Aim A:
According to the article about Ohio's ban on powdered alcohol, which number state did Ohio become to ban its sale?
Aim B:
Reproduce the article on Ohio's powdered alcohol ban word for word, starting at "The substance, known" and ending at "cups of coffee.".
Aim C:
Write the next part of the article on Ohio's ban of powdered alcohol and caffeine, picking up after its final sentence.

### Passage

Ohio Bans Powdered Alcoholic and Caffeinated Substances

iStock_000015363472SmallOhio Gov. John Kasich signed legislation last month that banned the sale of powdered alcohol, making it the 15th state in the nation to do so despite federal approval earlier this year.

The substance, known as Palcohol, is a powdered substance that can be added to liquid drinks to make them alcoholic. Because of its similarity to powdered caffeine, lawmakers included the substance in a bill originally designed to ban the powdered caffeine, according to the Columbus Dispatch.

The bill to ban powdered caffeine was drafted after an 18-year-old Ohio man died in May 2014. He ingested a large amount of the substance, which some consider to be highly dangerous. According to the article, a teaspoon of the substance is equal to the amount of caffeine in 25 cups of coffee.

The new law will make it a misdemeanor offense to sell products consisting solely or primarily of caffeine that is manufactured into a crystalline, liquid or powdered form. The second offense would be considered a third-degree misdemeanor.

Lawmakers argued minors easily could obtain and consume the powered substances, specifically the powered alcohol. This could lead to more reports of underage drinking and juvenile drunk driving offenses.

Additionally, lawmakers in favor of the ban argued the powered substance could make it difficult to determine what amount is safe to consume. For instance, if a person consumes a beer with a clear alcohol content label, he or she could determine a safe amount.

The powdered substance, however, could make it difficult to determine the actual alcohol level in a beverage. This presents a serious danger to those consuming the drinks, especially if he or she gets behind the wheel. The penalties could be much worse for an underage DUI.

######
### Items

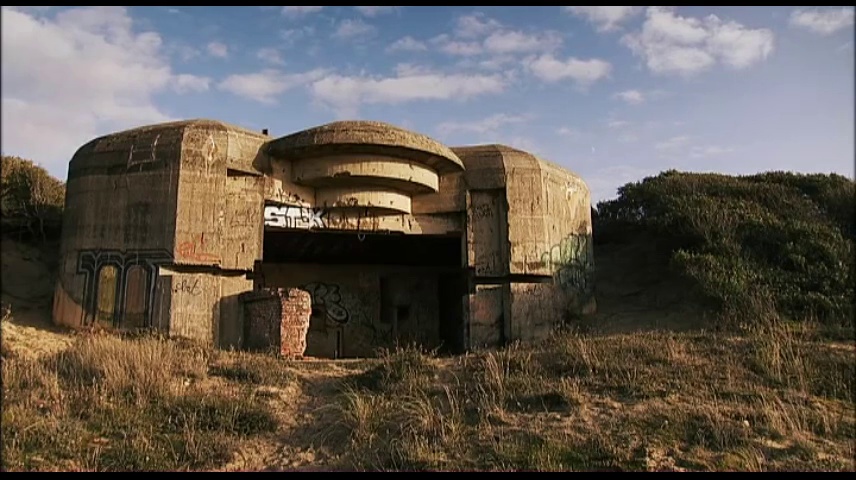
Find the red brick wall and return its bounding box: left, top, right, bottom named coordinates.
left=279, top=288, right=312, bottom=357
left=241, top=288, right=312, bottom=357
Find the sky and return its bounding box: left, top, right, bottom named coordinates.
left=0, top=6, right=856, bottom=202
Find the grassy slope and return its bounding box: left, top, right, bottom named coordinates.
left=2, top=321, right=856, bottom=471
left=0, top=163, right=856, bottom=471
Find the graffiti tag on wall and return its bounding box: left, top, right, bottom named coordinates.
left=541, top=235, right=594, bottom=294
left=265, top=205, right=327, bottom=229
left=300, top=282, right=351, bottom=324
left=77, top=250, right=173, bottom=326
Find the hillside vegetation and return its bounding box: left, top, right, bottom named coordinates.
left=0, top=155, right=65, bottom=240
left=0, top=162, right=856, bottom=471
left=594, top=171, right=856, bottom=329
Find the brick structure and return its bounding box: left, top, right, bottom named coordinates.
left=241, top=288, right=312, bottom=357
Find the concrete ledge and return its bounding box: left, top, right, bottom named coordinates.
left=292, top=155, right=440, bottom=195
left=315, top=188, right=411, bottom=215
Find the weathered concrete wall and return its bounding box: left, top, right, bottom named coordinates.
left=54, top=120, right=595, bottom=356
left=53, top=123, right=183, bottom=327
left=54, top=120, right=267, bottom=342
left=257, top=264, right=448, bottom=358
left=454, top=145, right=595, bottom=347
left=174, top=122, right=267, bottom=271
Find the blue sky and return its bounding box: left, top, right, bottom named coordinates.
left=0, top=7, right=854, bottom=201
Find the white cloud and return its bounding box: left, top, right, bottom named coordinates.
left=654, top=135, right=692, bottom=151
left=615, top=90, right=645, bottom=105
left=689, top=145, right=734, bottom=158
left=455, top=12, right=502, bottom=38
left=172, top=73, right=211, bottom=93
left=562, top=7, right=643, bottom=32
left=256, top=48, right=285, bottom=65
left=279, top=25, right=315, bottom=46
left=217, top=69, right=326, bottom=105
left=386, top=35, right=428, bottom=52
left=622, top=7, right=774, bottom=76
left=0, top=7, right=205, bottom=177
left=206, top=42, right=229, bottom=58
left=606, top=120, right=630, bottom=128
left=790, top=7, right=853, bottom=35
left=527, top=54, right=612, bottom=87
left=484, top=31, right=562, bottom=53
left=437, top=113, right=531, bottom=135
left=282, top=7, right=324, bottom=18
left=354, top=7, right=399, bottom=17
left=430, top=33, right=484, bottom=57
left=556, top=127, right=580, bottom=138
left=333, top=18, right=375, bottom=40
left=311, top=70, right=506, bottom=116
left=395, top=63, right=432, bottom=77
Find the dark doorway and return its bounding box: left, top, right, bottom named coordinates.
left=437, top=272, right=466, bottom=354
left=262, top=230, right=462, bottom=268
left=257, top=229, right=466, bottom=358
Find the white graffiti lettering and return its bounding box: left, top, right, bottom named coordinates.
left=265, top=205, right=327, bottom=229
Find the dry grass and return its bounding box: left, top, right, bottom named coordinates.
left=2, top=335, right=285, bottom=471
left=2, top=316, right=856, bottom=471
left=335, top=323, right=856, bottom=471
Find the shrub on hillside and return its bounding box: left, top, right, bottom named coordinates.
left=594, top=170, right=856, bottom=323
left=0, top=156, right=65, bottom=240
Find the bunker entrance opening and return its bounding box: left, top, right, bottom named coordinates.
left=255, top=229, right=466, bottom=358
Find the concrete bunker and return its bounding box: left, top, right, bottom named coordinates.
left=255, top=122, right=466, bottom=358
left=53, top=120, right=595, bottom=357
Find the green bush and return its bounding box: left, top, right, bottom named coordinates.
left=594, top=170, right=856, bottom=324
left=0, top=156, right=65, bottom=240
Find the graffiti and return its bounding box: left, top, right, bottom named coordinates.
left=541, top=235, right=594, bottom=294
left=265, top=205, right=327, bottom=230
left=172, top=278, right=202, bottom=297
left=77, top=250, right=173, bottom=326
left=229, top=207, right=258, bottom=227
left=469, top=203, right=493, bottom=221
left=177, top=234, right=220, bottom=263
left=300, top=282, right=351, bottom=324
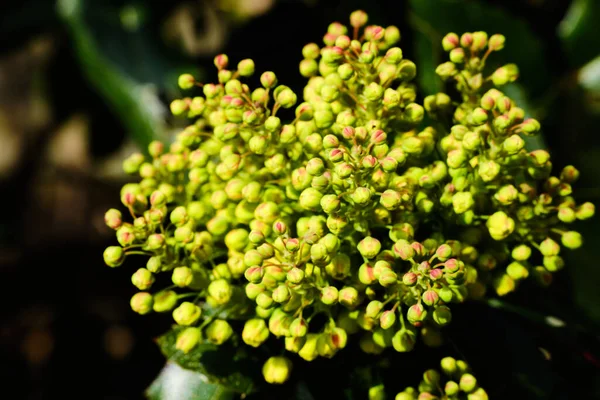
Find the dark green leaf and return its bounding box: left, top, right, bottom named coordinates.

######

Exercise response A:
The 15th state.

Exercise response B:
The substance, known as Palcohol, is a powdered substance that can be added to liquid drinks to make them alcoholic. Because of its similarity to powdered caffeine, lawmakers included the substance in a bill originally designed to ban the powdered caffeine, according to the Columbus Dispatch.

The bill to ban powdered caffeine was drafted after an 18-year-old Ohio man died in May 2014. He ingested a large amount of the substance, which some consider to be highly dangerous. According to the article, a teaspoon of the substance is equal to the amount of caffeine in 25 cups of coffee.

Exercise response C:
In Ohio, the legal limit regarding a DUI for a driver younger than 21 years old is a blood or breath alcohol concentration of 0.02. This is a quarter of the legal limit for drivers who are of legal drinking age in The Buckeye State.

When an underage driver is pulled over with a BAC more than 0.02, he or she will be charged with Operating a Vehicle After Under Age Consumption. An OVUAC charge could be considered a fourth-degree misdemeanor and could be punishable by a class 6 driver’s license suspension.

Other penalties associated with an underage DUI charge in Ohio could include:

  • Thirty days of jail time or probation;
  • A $250 fine;
  • A drivers license suspension between 90 days and two years;
  • A court-mandated alcohol treatment program; and
  • A remedial driving instruction course.

For a second OVUAC conviction, the fine could be increased to $500, the jail sentence to 60 days and the license suspension to five years. If an underage driver has a BAC more than 0.08, he or she could face even stronger penalties.

If you or a loved one faces charges for DUI under the age of 21 in Columbus, Ohio, or the surrounding areas, contact Joslyn Law Firm. Our attorneys understand the complexities of DUI cases, and they can work with you to ensure your rights are represented. Call (614) 444-1900 o schedule a free consultation today. Begin protecting your future immediately.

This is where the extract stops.